◆ TEXT PROVIDED ◆
I would imagine this question has been asked at some point before. Unfortunately despite a reasonable amount of searching I haven't managed to find an instance of the question I'm looking for.
In summary the question is: is it better for performance to cache a bit value in a column when it's reasonably easy to do and then use that as part of the select statement when returning hundreds or thousands of records or do a join to another table and query the table for the resulting bit value?
I've got a table called client, and then an associated table called client payments linked by the clientid. When the user lists all of their clients (there are ~200,000 clients/~3000 users) I need the user to be able to see whether any of the client payments are still outstanding for each client. That's pretty easy. I currently use this when selecting the client (entity framework being used):
return query.Select(ci => new ClientSummary {
[...]
HasFuturePayments = ci.ClientPayments.Any(c=>c.PaidDate==null)
}
That's all pretty simple. And will work fine.
But I could do this in a different way. Would appreciate advice on whether the second option is better from a performance perspective?
When I save the client payments I could potentially indicate in the client table that there are future payments owing by adding a bit value. So then the select would be this:
return query.Select(ci => new ClientSummary {
[...]
HasFuturePayments = ci.HasFuturePayments
}
This obviously means potentially more storage for the client. I've got 3 bit values in the client table so at the moment it's only taking up one byte. But it means that it's not having to go and query the associated client payments table in order to find out. Given that any user could have a few hundred or even thousands of clients - often returned in one go, is the performance improvement of not querying another table as part of the select worth the potential of taking up one extra bit of space in the client table (given we currently have ~200,000 and I would imagine will be over 500,000 in a couple of years)?
For me from an implementation perspective it doesn't really matter either way. I just want to provide the fastest possible database performance.
Hope this makes sense!
Thanks, Stefan

(Gathered data entries)

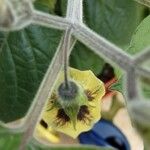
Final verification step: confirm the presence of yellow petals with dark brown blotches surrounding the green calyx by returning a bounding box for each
[38,68,105,138]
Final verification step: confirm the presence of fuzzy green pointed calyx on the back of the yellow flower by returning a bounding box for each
[58,81,88,130]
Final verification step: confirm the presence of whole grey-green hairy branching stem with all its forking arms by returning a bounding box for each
[0,0,150,150]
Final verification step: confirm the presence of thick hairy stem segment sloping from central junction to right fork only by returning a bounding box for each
[74,25,132,70]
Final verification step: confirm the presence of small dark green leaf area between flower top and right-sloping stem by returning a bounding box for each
[70,42,105,75]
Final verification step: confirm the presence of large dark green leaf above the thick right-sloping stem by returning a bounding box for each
[84,0,143,47]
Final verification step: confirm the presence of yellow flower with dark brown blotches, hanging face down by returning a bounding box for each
[37,68,105,138]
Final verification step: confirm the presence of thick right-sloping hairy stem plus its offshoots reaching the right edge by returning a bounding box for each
[73,24,150,78]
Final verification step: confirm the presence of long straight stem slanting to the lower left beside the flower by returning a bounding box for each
[20,38,74,150]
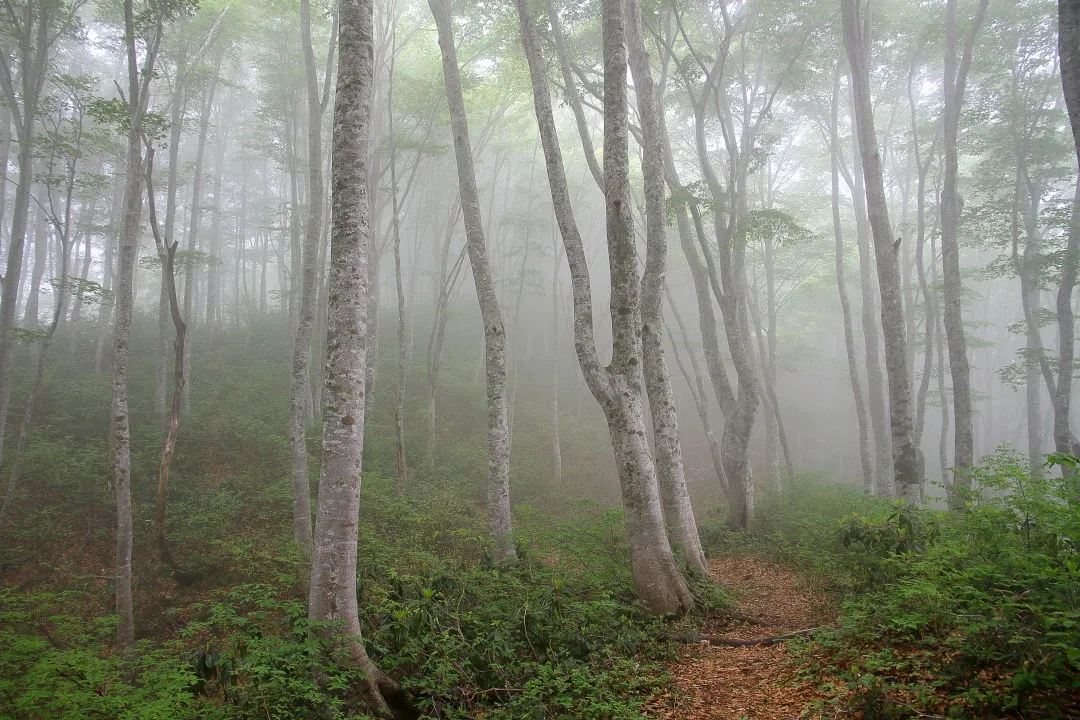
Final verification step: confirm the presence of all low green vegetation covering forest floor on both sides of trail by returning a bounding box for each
[0,323,1080,720]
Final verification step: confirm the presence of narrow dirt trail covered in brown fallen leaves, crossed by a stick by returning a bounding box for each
[649,557,833,720]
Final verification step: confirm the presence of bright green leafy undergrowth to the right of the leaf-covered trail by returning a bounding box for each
[714,451,1080,720]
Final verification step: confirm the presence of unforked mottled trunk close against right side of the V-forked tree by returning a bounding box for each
[626,0,708,576]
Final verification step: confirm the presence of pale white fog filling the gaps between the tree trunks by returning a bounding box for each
[0,1,1077,518]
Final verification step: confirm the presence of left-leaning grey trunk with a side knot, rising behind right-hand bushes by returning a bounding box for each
[841,0,922,504]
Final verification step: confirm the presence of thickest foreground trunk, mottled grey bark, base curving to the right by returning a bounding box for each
[308,0,400,718]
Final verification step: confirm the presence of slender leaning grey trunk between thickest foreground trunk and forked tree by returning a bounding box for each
[428,0,517,562]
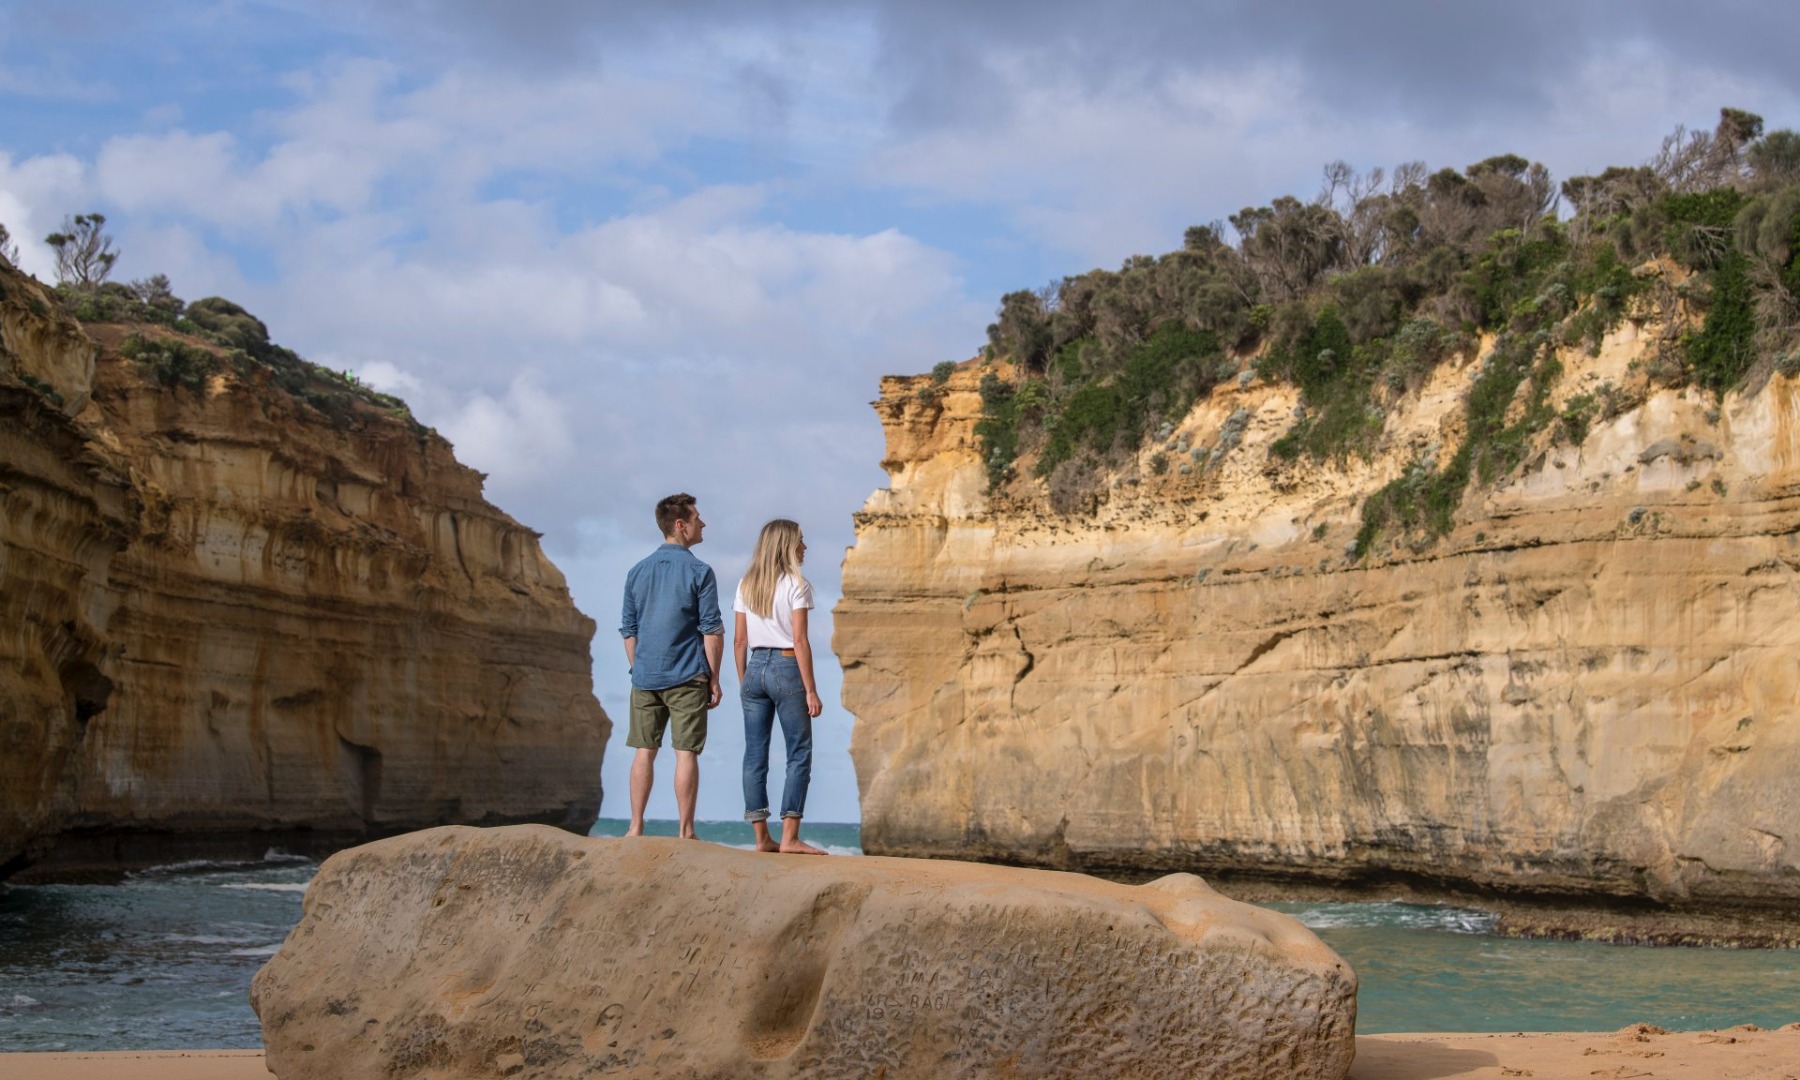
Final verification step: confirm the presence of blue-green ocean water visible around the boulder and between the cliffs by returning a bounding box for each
[0,819,1800,1051]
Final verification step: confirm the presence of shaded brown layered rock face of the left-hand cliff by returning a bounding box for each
[0,266,610,871]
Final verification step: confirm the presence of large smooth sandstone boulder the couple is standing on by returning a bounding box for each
[250,826,1355,1080]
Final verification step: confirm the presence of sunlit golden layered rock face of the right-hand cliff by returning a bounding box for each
[833,291,1800,911]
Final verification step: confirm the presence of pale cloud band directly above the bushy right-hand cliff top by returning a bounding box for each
[862,38,1800,268]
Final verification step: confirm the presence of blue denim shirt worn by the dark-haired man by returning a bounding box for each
[619,544,725,689]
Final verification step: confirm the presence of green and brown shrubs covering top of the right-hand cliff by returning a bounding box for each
[977,108,1800,553]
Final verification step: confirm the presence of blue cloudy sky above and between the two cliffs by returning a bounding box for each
[0,0,1800,821]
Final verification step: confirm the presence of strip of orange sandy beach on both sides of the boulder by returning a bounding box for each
[0,1024,1800,1080]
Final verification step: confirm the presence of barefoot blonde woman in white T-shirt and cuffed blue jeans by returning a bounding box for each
[731,518,824,855]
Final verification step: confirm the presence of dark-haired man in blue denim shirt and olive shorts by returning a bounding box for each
[619,493,725,841]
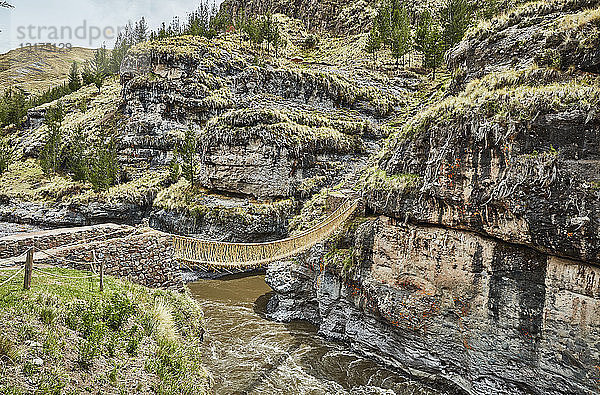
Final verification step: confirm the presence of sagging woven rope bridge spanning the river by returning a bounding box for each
[173,200,358,269]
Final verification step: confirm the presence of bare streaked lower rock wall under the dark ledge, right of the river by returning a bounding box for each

◆ TASKS TO PERFORM ◆
1) According to the forum post, how many bit values does the client table currently hold?
2) Write out the part of the forum post starting with "When I save" and going on through "couple of years)?".

◆ YOUR WRITTEN ANSWERS ◆
1) Three bit values.

2)
When I save the client payments I could potentially indicate in the client table that there are future payments owing by adding a bit value. So then the select would be this:
return query.Select(ci => new ClientSummary {
[...]
HasFuturePayments = ci.HasFuturePayments
}
This obviously means potentially more storage for the client. I've got 3 bit values in the client table so at the moment it's only taking up one byte. But it means that it's not having to go and query the associated client payments table in order to find out. Given that any user could have a few hundred or even thousands of clients - often returned in one go, is the performance improvement of not querying another table as part of the select worth the potential of taking up one extra bit of space in the client table (given we currently have ~200,000 and I would imagine will be over 500,000 in a couple of years)?